Dataset items ::
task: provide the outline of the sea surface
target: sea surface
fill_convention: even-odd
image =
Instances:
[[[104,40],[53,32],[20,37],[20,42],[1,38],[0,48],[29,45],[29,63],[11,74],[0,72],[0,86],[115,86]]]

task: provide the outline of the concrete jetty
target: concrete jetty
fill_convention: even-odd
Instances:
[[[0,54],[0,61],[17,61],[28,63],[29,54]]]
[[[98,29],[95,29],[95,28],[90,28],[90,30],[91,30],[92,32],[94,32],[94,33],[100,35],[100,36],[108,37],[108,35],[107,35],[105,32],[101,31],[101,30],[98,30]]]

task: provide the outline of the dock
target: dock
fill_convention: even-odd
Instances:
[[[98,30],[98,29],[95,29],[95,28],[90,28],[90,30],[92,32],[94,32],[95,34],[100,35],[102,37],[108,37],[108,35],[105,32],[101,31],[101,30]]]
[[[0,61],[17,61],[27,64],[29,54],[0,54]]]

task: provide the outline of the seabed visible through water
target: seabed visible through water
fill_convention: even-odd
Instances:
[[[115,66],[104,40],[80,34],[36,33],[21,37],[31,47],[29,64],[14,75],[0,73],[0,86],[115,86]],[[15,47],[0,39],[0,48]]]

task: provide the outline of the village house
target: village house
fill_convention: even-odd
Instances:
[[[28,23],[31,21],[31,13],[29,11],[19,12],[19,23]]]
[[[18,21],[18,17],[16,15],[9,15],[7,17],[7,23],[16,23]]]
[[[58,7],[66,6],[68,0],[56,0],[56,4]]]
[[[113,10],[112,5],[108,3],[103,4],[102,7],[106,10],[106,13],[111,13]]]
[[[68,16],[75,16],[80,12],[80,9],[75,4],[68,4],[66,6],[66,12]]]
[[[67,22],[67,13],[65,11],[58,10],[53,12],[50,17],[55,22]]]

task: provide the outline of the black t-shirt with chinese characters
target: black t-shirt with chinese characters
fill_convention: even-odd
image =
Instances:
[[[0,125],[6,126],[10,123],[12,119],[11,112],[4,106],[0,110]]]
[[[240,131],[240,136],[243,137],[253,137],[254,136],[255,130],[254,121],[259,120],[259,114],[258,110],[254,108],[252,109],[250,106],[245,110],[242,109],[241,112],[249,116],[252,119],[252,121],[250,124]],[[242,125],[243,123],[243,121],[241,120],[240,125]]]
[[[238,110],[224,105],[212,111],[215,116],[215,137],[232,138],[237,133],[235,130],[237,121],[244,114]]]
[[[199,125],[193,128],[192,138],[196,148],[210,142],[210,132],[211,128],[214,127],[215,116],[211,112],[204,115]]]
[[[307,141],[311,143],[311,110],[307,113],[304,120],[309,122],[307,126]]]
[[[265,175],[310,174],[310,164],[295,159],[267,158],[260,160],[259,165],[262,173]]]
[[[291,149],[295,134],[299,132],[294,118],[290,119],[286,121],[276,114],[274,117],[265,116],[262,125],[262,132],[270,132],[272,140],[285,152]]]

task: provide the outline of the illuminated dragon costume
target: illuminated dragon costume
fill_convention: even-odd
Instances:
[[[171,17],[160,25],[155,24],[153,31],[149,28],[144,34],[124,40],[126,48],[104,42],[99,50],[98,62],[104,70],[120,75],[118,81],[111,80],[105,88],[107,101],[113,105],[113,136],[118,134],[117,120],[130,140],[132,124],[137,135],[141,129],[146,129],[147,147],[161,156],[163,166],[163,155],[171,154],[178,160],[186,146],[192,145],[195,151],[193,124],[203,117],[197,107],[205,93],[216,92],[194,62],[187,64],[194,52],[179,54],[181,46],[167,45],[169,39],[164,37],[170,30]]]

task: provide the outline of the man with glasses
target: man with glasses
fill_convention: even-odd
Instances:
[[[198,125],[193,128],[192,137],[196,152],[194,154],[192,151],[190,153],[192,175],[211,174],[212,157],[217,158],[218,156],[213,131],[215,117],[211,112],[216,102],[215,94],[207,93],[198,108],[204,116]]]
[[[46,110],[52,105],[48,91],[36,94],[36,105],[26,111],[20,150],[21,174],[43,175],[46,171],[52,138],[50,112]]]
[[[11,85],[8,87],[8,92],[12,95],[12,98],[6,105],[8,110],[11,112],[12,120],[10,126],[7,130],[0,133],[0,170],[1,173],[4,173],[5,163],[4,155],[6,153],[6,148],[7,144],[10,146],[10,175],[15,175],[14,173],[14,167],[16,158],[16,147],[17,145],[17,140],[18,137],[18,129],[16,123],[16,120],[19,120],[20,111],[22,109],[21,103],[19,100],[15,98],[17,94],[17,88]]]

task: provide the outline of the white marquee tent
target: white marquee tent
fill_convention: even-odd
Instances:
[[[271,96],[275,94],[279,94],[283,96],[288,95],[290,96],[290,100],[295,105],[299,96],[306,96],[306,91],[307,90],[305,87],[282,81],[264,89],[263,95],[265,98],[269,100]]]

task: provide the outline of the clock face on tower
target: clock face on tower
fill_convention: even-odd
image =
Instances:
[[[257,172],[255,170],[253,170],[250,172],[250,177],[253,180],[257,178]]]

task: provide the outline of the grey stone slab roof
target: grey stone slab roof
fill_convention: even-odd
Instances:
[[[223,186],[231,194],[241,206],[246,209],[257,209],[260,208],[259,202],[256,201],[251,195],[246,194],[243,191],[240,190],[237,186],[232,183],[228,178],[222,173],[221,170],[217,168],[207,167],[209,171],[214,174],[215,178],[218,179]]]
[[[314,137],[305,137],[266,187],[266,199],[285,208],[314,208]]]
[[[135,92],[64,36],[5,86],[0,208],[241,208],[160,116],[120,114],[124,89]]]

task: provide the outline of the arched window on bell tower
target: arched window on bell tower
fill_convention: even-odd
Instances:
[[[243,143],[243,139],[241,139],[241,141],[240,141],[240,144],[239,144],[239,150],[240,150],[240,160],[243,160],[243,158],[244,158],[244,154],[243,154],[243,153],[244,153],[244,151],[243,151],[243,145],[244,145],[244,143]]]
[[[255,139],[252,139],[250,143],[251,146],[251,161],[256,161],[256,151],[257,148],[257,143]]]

EXERCISE BRIEF ::
Copy every one of the records above without altering a single character.

FULL SOLUTION ::
task: provide the outline of the sea surface
target: sea surface
fill_convention: even-odd
image =
Instances:
[[[104,40],[53,32],[20,37],[20,42],[1,38],[0,48],[29,45],[29,63],[11,74],[0,72],[0,86],[115,86]]]

task: provide the outline of the concrete jetty
target: concrete jetty
fill_convention: even-odd
Instances:
[[[0,54],[0,61],[17,61],[28,63],[29,54]]]
[[[98,29],[95,29],[95,28],[90,28],[90,30],[91,30],[92,32],[94,32],[94,33],[100,35],[100,36],[108,37],[108,35],[107,35],[105,32],[101,31],[101,30],[98,30]]]

task: provide the outline of the dock
target: dock
fill_convention: even-odd
Instances:
[[[98,30],[98,29],[95,29],[95,28],[90,28],[90,30],[92,32],[94,32],[95,34],[100,35],[102,37],[108,37],[108,35],[105,32],[101,31],[101,30]]]
[[[0,61],[17,61],[27,64],[29,54],[0,54]]]

task: provide the outline of the seabed visible through water
target: seabed visible through water
fill_convention: even-odd
Instances:
[[[115,66],[104,40],[80,34],[36,33],[21,37],[31,47],[29,64],[14,75],[0,73],[0,86],[115,86]],[[15,47],[0,39],[0,48]]]

task: provide the outline of the village house
target: village house
fill_convention: even-odd
Instances:
[[[28,23],[31,21],[31,13],[29,11],[19,12],[19,23]]]
[[[18,21],[18,17],[16,15],[9,15],[7,17],[7,23],[16,23]]]
[[[58,7],[66,6],[68,0],[56,0],[56,4]]]
[[[113,10],[112,5],[108,3],[103,4],[102,7],[106,10],[106,13],[111,13]]]
[[[68,16],[75,16],[80,12],[80,9],[75,4],[68,4],[66,6],[66,12]]]
[[[67,22],[67,13],[65,11],[58,10],[53,12],[50,17],[55,22]]]

task: provide the outline of the black t-shirt with chinese characters
target: black t-shirt with chinese characters
fill_convention: even-odd
image =
Instances:
[[[0,125],[6,126],[10,123],[12,119],[11,112],[4,106],[0,110]]]
[[[240,131],[240,136],[243,137],[253,137],[254,136],[255,130],[254,121],[259,120],[259,114],[258,110],[254,108],[252,109],[250,106],[245,110],[242,109],[241,112],[249,116],[252,119],[252,121],[250,124]],[[242,125],[243,123],[243,121],[241,120],[240,125]]]
[[[238,110],[224,105],[212,111],[215,116],[215,137],[232,138],[237,133],[235,130],[237,121],[244,114]]]
[[[199,125],[193,128],[192,138],[196,148],[210,142],[210,132],[211,128],[214,127],[215,116],[211,112],[204,115]]]
[[[307,141],[311,143],[311,110],[307,113],[304,120],[309,122],[307,126]]]
[[[265,175],[310,174],[310,164],[295,159],[267,158],[260,160],[259,165],[262,173]]]
[[[291,149],[295,134],[299,132],[294,118],[290,119],[286,121],[276,114],[274,117],[265,116],[262,125],[262,132],[270,132],[272,140],[285,152]]]

task: provide the outline of the illuminated dragon costume
target: illuminated dragon costume
fill_convention: even-odd
Instances:
[[[171,17],[160,25],[155,24],[153,31],[149,28],[144,34],[124,40],[126,48],[104,42],[99,50],[98,62],[104,70],[120,75],[118,81],[111,80],[105,88],[107,101],[113,105],[113,136],[118,134],[117,120],[130,140],[132,124],[137,135],[141,129],[146,129],[147,147],[161,156],[163,166],[163,155],[171,154],[178,160],[186,146],[192,145],[195,151],[193,124],[203,117],[197,107],[205,93],[216,92],[194,62],[187,64],[194,52],[179,54],[181,46],[167,45],[169,39],[164,37],[170,30]]]

task: provide the outline of the man with glasses
target: man with glasses
fill_convention: even-odd
Instances:
[[[198,125],[193,128],[192,137],[196,152],[194,154],[192,151],[190,153],[192,175],[211,174],[212,157],[217,158],[218,156],[213,131],[215,117],[211,112],[216,102],[215,94],[207,93],[198,108],[204,116]]]
[[[46,110],[52,105],[48,91],[36,94],[36,105],[26,111],[20,150],[21,174],[43,175],[46,171],[52,138],[50,112]]]
[[[11,85],[8,87],[8,92],[12,95],[12,98],[6,105],[8,110],[11,112],[12,120],[10,126],[7,130],[0,133],[0,170],[1,173],[4,173],[5,163],[4,155],[6,153],[6,148],[7,144],[10,146],[10,175],[15,175],[14,173],[14,167],[16,158],[16,147],[17,145],[17,140],[18,137],[18,129],[16,123],[16,120],[19,120],[20,111],[22,109],[21,103],[19,100],[15,98],[17,94],[17,88]]]

task: provide the outline of the white marquee tent
target: white marquee tent
fill_convention: even-odd
Instances:
[[[271,96],[275,94],[279,94],[283,96],[288,95],[290,96],[290,100],[295,105],[299,96],[306,96],[306,91],[307,90],[305,87],[282,81],[264,89],[263,95],[265,98],[269,100]]]

task: provide the outline of the clock face on tower
target: clock face on tower
fill_convention: even-odd
image =
Instances:
[[[257,172],[255,170],[253,170],[250,172],[250,177],[253,180],[257,178]]]

task: provide the outline of the grey stone slab roof
target: grey stone slab roof
fill_convention: even-odd
Instances:
[[[223,186],[231,194],[241,206],[246,209],[257,209],[260,208],[259,202],[256,201],[251,195],[246,194],[243,191],[240,190],[237,186],[232,183],[228,178],[222,173],[221,170],[217,168],[207,167],[209,171],[214,174],[215,178],[218,179]]]
[[[314,137],[305,137],[266,187],[266,199],[285,208],[314,208]]]
[[[135,92],[64,36],[5,86],[0,208],[241,208],[160,116],[120,114],[124,89]]]

task: provide the outline of the arched window on bell tower
target: arched window on bell tower
fill_convention: even-odd
Instances:
[[[243,143],[243,139],[241,139],[241,141],[240,141],[240,144],[239,144],[239,150],[240,150],[240,160],[243,160],[243,158],[244,158],[244,154],[243,154],[243,153],[244,153],[244,151],[243,151],[243,145],[244,145],[244,143]]]
[[[255,139],[252,139],[250,143],[251,146],[251,161],[256,161],[256,151],[257,148],[257,143]]]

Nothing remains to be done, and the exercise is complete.